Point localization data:
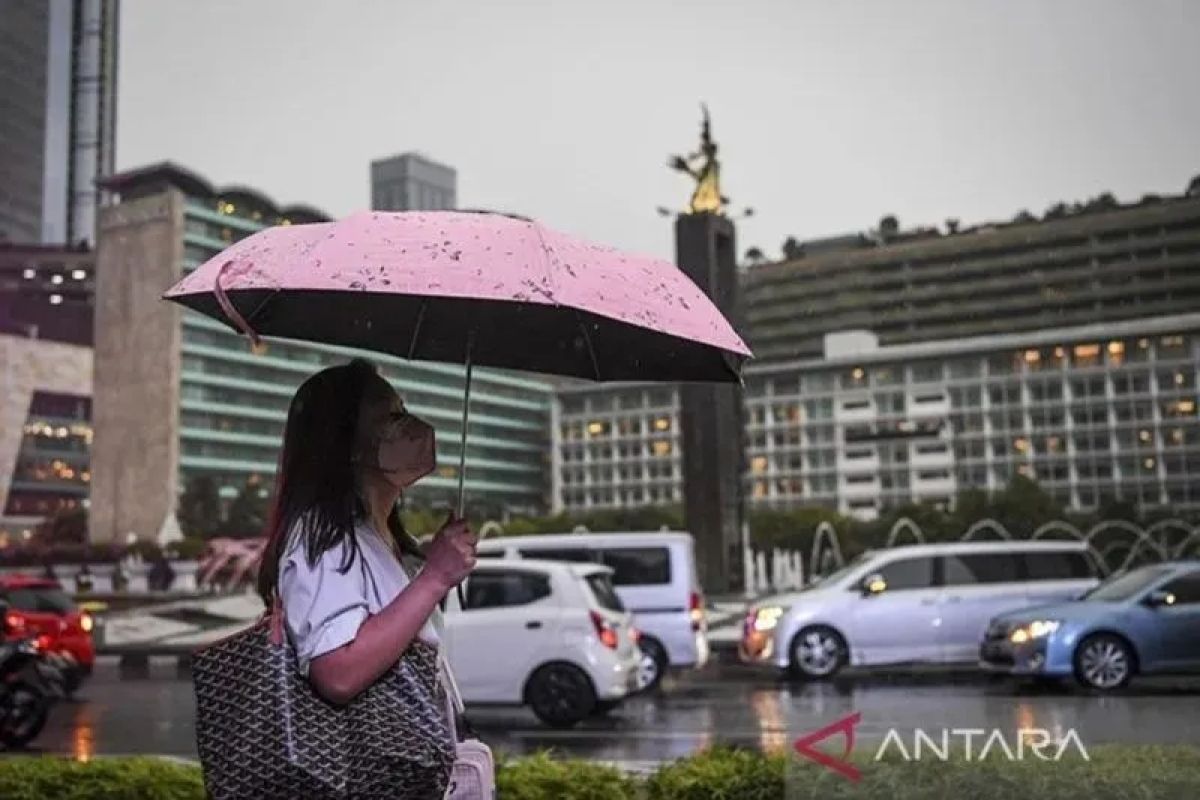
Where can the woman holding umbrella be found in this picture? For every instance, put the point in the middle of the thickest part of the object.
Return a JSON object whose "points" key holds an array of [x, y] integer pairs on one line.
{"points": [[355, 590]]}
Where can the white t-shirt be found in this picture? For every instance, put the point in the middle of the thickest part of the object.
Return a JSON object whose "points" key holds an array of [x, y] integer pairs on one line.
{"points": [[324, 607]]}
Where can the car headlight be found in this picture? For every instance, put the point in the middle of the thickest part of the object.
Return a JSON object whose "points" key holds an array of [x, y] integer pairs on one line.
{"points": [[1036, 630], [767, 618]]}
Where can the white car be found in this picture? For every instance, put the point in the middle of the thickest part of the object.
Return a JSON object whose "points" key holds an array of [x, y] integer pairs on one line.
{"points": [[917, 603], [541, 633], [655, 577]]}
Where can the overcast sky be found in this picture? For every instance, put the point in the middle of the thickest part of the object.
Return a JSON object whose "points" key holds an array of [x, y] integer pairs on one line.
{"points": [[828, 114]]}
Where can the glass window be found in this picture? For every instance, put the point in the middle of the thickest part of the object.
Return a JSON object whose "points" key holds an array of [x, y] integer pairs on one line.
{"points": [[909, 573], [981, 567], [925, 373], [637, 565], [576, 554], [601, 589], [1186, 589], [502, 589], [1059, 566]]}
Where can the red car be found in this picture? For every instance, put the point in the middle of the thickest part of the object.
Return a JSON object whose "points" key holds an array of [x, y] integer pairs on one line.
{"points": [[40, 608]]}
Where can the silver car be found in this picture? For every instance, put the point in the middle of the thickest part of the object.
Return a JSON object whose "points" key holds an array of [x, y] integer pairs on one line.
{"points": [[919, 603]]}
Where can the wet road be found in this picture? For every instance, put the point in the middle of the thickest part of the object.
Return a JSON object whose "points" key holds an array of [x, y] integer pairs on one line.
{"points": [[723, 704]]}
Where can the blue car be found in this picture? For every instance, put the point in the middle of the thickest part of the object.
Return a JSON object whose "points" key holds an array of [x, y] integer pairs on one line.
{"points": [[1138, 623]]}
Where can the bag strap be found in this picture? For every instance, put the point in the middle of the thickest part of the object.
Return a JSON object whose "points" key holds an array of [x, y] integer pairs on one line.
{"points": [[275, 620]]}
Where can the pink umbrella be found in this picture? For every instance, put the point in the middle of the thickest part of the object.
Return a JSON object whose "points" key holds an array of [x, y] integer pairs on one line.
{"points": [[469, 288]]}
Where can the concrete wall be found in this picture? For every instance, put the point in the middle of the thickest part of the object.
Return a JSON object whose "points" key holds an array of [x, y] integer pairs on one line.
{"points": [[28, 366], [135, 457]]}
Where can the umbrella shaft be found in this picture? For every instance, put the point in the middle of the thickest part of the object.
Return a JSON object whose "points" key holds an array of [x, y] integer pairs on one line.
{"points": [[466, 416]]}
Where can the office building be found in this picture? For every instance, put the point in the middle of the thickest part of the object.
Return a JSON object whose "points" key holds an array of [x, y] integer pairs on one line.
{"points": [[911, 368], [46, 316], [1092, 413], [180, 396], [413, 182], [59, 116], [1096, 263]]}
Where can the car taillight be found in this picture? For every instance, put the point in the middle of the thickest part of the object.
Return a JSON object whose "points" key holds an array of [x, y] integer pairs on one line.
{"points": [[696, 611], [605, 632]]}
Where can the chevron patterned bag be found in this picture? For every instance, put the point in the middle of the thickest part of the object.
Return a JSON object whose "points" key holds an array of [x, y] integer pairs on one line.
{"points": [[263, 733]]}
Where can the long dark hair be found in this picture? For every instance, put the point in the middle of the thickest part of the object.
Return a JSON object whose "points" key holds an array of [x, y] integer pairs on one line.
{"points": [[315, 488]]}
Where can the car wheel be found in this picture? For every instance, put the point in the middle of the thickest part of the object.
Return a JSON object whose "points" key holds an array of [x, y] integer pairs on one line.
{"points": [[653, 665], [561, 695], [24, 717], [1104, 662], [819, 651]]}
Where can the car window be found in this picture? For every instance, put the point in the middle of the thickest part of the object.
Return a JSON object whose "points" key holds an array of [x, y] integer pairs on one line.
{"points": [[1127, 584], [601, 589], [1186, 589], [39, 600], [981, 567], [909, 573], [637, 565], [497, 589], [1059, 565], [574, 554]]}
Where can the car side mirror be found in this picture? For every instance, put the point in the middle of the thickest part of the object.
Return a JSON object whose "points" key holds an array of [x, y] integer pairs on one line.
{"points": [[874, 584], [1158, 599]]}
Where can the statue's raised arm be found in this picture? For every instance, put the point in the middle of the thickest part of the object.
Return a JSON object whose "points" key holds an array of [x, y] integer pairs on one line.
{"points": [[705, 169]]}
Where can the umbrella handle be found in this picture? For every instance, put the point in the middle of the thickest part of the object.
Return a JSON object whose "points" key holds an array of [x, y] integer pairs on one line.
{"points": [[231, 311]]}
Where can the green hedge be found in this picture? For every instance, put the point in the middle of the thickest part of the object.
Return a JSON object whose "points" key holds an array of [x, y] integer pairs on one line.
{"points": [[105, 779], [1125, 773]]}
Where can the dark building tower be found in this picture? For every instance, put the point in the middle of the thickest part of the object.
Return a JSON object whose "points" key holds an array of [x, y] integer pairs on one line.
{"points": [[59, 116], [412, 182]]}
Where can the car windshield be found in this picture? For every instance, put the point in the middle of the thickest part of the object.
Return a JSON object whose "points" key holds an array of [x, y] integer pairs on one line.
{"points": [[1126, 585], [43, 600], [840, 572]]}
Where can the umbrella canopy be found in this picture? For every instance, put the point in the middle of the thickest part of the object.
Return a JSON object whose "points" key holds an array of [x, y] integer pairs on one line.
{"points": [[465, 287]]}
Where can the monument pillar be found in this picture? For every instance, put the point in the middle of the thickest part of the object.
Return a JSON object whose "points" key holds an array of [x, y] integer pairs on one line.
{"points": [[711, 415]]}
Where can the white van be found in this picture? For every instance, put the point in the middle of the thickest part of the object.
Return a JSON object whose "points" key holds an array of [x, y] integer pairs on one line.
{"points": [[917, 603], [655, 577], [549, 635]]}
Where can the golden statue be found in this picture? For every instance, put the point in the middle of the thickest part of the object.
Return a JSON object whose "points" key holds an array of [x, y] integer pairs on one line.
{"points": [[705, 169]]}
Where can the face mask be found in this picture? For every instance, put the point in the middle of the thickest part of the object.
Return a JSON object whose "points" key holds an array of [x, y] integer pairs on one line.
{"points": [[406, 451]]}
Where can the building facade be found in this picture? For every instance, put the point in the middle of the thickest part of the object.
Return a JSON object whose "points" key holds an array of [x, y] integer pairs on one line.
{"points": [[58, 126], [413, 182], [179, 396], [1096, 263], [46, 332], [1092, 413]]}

Problem requirements ▸
What you return should match the entries word for word, pictures aside.

Answer space ▸
Where can the woman holding umbrella be found in this picture? For every instance, put the point in the middle of the thickest part of the object.
Return a JSON object whose "points" key holds an array of [x, y] integer pairs on one line.
{"points": [[355, 590]]}
Where can the white t-shirt be found in this picture? For every instance, put the point in the middle of the thickest part of the object.
Return a JSON object whose "points" key holds an array of [x, y] integer pairs on one line.
{"points": [[324, 607]]}
Where can the car headlight be found in this picture? For every instance, put the point in the middle of the thickest part of the object.
Return a JSON object whose "points" key holds an array of [x, y] integer pairs on one line.
{"points": [[1036, 630], [767, 618]]}
Where can the white car be found in this picture? For every instance, put the point in the middle of the thickest part of the object.
Return a JSON object whose "points" key holds an array of [x, y] integer pairs on one line.
{"points": [[917, 603], [541, 633], [655, 577]]}
Where can the overcast sky be found in this picture? For every instance, put the point in the middle of the thickest part of the object.
Return a JSON object whose "points" key holds an array of [x, y] integer pairs on one line.
{"points": [[828, 114]]}
Where can the glass window be found in this picture? For every instance, put the point in the middle of the thickest part of the object.
Return a JSON object whose "points" key holds an array of [x, y] integer pairs on one line.
{"points": [[909, 573], [981, 567], [925, 373], [637, 565], [576, 554], [601, 589], [1186, 589], [502, 589], [1059, 566]]}
Where can the red car be found in this picture? For every instance, put the point in the middle of the thickest part of the object.
Return a JSON object whose "points" key holds an array of [x, y] integer pairs on one line.
{"points": [[40, 608]]}
Where can the silver car be found in this picture? For every instance, put the point in the middle of the thickest part of the object.
Return a JSON object whose "points" key holds an array of [x, y] integer pairs on one line.
{"points": [[919, 603]]}
Where can the wet road be found in this picture? For every instance, put the point in the middle of the thickest part of the object.
Return a JSON object whose "points" key holds an array of [x, y] integer pairs on one line.
{"points": [[723, 704]]}
Where can the blue car be found in this picture? For every instance, put the point in the middle of the thickest part of the object.
Return a JSON object whose "points" key holds an array of [x, y] integer pairs on one line.
{"points": [[1138, 623]]}
Where can the bag strap be found in this picture? For every instance, put the point in the middle of the thickest part of the object.
Return a JSON object whose "points" key holds an array of [x, y] integer pairs on one line.
{"points": [[275, 620]]}
Where can the pink umbrella be found in this picture? For every instance, put the point in the middle of the thickest part of the object.
Return a JSON object whose "points" key holds an array of [x, y] integer pairs on one line.
{"points": [[469, 288]]}
Where can the concrete wall be found in this picture? For every instance, put the point in the middle of the thickest part of the object.
Return a JSON object whose "points" key holds an array of [x, y] integer pairs on one line.
{"points": [[28, 366], [135, 457]]}
Where can the umbrella shaft be found in this picture? For every instance, put the point in the middle of the thickest part of the object.
Return a JSON object whose "points" key holds an array of [x, y] integer pairs on one line.
{"points": [[466, 416]]}
Where can the office building be found in this picture? For every instance, put the point in the middle of the thickest part of the object.
Return a JSON object whose "points" key holds an array of [x, y] integer pairs on one line.
{"points": [[911, 368], [46, 316], [1092, 413], [180, 396], [413, 182], [59, 116], [1096, 263]]}
Where can the car taillight be found in this picture? For every instance, put the point in the middle of the thickest part of the object.
Return a JSON object whose "points" key holds an array of [x, y] integer pairs on one line.
{"points": [[696, 611], [605, 632]]}
Where can the chevron patterned bag be found in this picture? For every instance, put the point in the middle of the thickest part of the object.
Return a JSON object whose "points" key holds an array of [x, y] integer pairs on one line.
{"points": [[263, 733]]}
Where can the long dark hair be found in this picture? For every instance, put the point in the middle of the thickest part of the object.
Return a JSON object whose "points" key holds an array of [x, y] integer pairs on one line.
{"points": [[315, 488]]}
Where can the car wheel be found in this picture? For every instance, put the point in the middle of the thickest part of the object.
Return a JSON object whose "points" key holds an array of [x, y] integer pairs on one line.
{"points": [[653, 665], [561, 695], [24, 717], [1104, 662], [819, 651]]}
Where can the car window be found in this picture? For every instance, put the point in the middle of the thickest part of the object.
Return a JSON object whose "points" key holds an array of [x, y] integer pairs on one line.
{"points": [[1127, 584], [601, 589], [1186, 589], [39, 600], [981, 567], [909, 573], [637, 565], [497, 589], [1059, 565], [574, 554]]}
Where can the car side mirror be found in this picture? For every instance, put the point in the middle of the thickest part of the object.
Return a JSON object whose "points" key holds an array of [x, y] integer pairs on one line.
{"points": [[874, 584], [1158, 599]]}
Where can the statue's raised arm be found in this picture? For every instance, put the point in the middle of the thickest part of the object.
Return a JSON object whose "points" key holds an array of [x, y] integer pairs on one line.
{"points": [[705, 169]]}
Where can the umbrella handle be found in this picture? For every instance, put the point in the middle of the thickest part of the object.
Return a JSON object whose "points" key holds an array of [x, y] integer pairs on one line.
{"points": [[231, 311]]}
Where can the green hedge be found in this picture? For every instance, put the point in the middle of the thickest part of the object.
Return a JSON object whose "points" key holds an array of [x, y] integer pairs on one line.
{"points": [[105, 779], [1125, 773]]}
Where can the dark building tower be found in this picture? For every instance, put the point in the middle of the thickest part of the object.
Return a JSON object whose "points" key holds an array of [x, y] integer pairs on one line.
{"points": [[59, 116], [412, 182]]}
Where can the car windshield be found in this picture? For every instance, put the point in the middle of the thickest part of the object.
Return a JSON object whose "points" key holds an array of [x, y] integer pairs on one line.
{"points": [[1126, 585], [43, 600], [840, 572]]}
Where can the umbrella canopy be found in this picture? For every instance, put the point in the middle of the thickest part of the object.
Return a JSON object whose "points" key holds an array of [x, y] integer pairs on one line.
{"points": [[465, 287]]}
Where can the monument pillar be found in this picture? For every instance, put the point in the middle of the thickest part of the object.
Return a JSON object whose "points" key holds an array of [x, y] integer pairs on one line.
{"points": [[711, 415]]}
Where can the white van be found in this picture? For every instance, put the point in the middle of the thickest part of the object.
Return a JSON object whose "points" key holds an array of [x, y] integer pairs on one line.
{"points": [[917, 603], [655, 577], [549, 635]]}
Where can the golden statue be found in this picture? For every instance, put the point in the middle of the thickest part of the object.
Return a JSON object whose "points" key holds an array of [x, y] integer pairs on one line.
{"points": [[705, 169]]}
Where can the face mask be found in this picture? For every instance, put the point in the middle of the thickest part of the object.
Return a JSON object whose "points" key holds an array of [x, y] integer pairs on one line.
{"points": [[406, 451]]}
Where can the building facade be found in this picture? For every instance, put the point in the middle of the thickest part of the object.
Return a JSON object whose "points" key holds an array of [x, y] integer pairs on one line.
{"points": [[58, 126], [413, 182], [179, 396], [1096, 263], [46, 332], [1092, 413]]}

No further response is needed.